_Excerpted text_
──────────────────────────────

But this doesn't mean it has been all smooth sailing diplomatically in 2017.
Earlier in the year, Beijing began an unofficial boycott of South Korean companies and performers in diplomatic protest over the deployment of the US missile defense system THAAD. The two sides appeared to resolve their differences in October, with little gained.
"It's been extremely heavy handed and the obvious point to make has been China can't be having a successful Korean Peninsula policy when it has poor relations with both North and South," Euan Graham, director of the International Security Program at Sydney's Lowy Institute, told CNN.
The unsolvable crisis
Trump and North Korean leader Kim Jong Un have repeatedly exchanged fiery words during 2017 amid a series of antagonistic missile launches and a nuclear test ordered by Pyongyang.
Caught between the two of them is the Chinese government, seemingly frustrated by its Korean neighbor's aggressive posturing and consistently pressed by Trump to do more to constrain Pyongyang.
"(Chinese policy makers) are increasingly annoyed and angered by North Korea's behavior," Mitter said.
China, which is estimated to account for more than 80% of North Korea's foreign trade, has taken steps to implement beefed-up UN sanctions targeting coal and other goods.
Still, in the face of Beijing's disapproval and global condemnation, Kim has continued his aggressive actions, timing missile launches to high-profile Chinese events. North Korea has said it isn't interested in diplomacy until it has the capability to launch a nuclear weapon that could hit the US mainland.
While the North Korean crisis has been frustrating for Beijing, Wasserstrom said it hasn't all been bad news for Chinese leaders.

──────────────────────────────

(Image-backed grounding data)
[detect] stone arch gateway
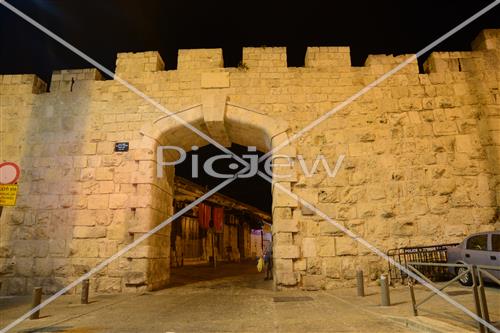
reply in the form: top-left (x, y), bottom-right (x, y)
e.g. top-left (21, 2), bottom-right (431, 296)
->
top-left (0, 30), bottom-right (500, 294)
top-left (124, 96), bottom-right (297, 289)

──────────────────────────────

_What to do_
1. Answer these questions from the excerpt on China and the Korean Peninsula.
(a) Whose companies and performers did Beijing boycott, and over what deployment?
(b) What share of North Korea's foreign trade is China estimated to account for?
(c) Until when does North Korea say it isn't interested in diplomacy?
2. Extend the excerpt on China and the Korean Peninsula with a few sentences that follow from its last sentence.

_Numbered responses_
1.
(a) Beijing boycotted South Korean companies and performers over the deployment of the US missile defense system THAAD.
(b) China is estimated to account for more than 80% of North Korea's foreign trade.
(c) North Korea says it isn't interested in diplomacy until it can launch a nuclear weapon that could hit the US mainland.

2.
"With North Korea being more aggressive and testing nuclear weapons, the world has less time to pay attention to the South China Sea," he said.
The South China Sea has been a regional flashpoint for years, with islands in the disputed waters claimed by China, the Philippines, Vietnam and several other nations. To enforce its claims, China has reclaimed land and turned reefs into military bases despite international condemnation.
But the issue has fallen from the headlines in 2017, partly due to a China-friendly government in the Philippines under President Rodrigo Duterte and the United States' focus on North Korea.
"The strategic advantage seems to lie very much with the Chinese ... there are still a lot of disputes that need to be played out (but) the Chinese have basically been creating a scenario in the South China Sea which makes it much harder for anyone to push back against them," Mitter said.
'Power in the region will change'
Xu said it was clear Trump was clearly working toward a closer, friendlier relationship with China despite his harsh, populist anti-China rhetoric during the campaign.
"(But) with Xi's further strengthened power and Trump's uncertain political fortune at home and abroad, China's international rise seems to be certain," he said.
Trump's Asia trip is his big chance to win back nervous US diplomatic partners and allies in the Asia region, Mitter says.
Particularly important will be his speech to regional leaders in Da Nang, Vietnam during the APEC summit on November 10.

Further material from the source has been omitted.